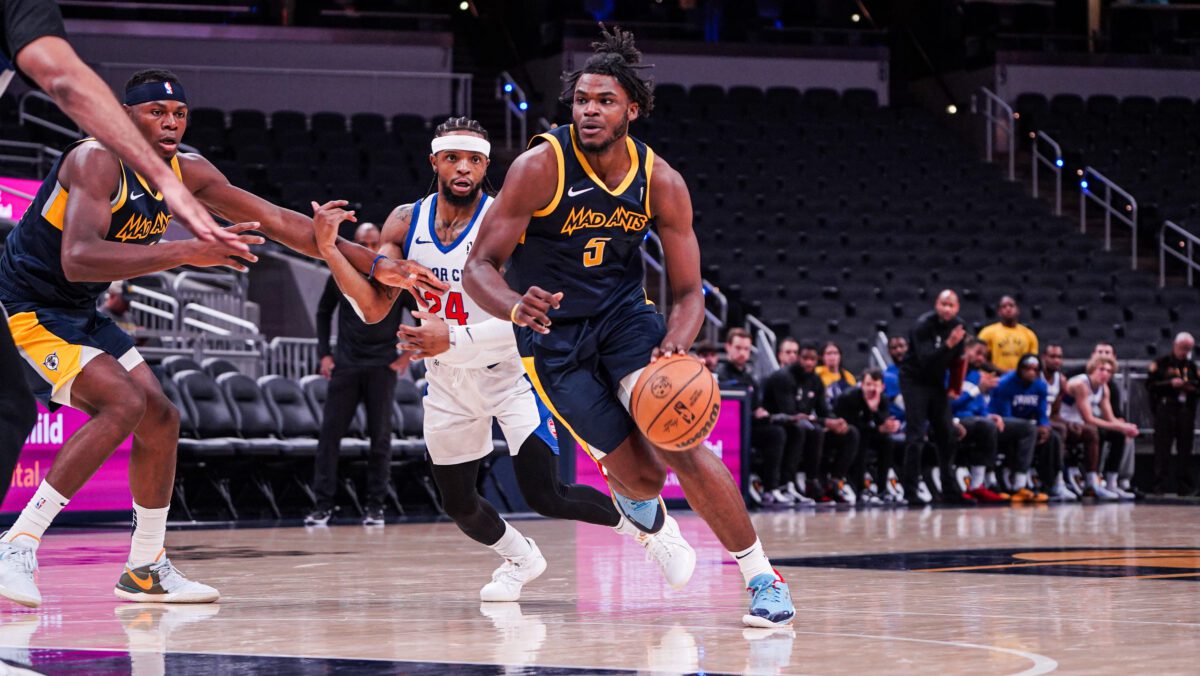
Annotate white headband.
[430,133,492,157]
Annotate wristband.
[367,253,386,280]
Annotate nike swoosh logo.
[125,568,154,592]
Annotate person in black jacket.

————

Task to carry out: Express the records above as a JSON list of strings, one string per line, with blank lines and pictures omitted.

Exercise answer:
[
  "Annotate white headband.",
  "[430,133,492,157]",
  "Annotate wristband.",
  "[367,253,386,280]",
  "Annotate nike swoosh logo.",
  "[125,568,154,592]",
  "Annotate person in black jacket."
]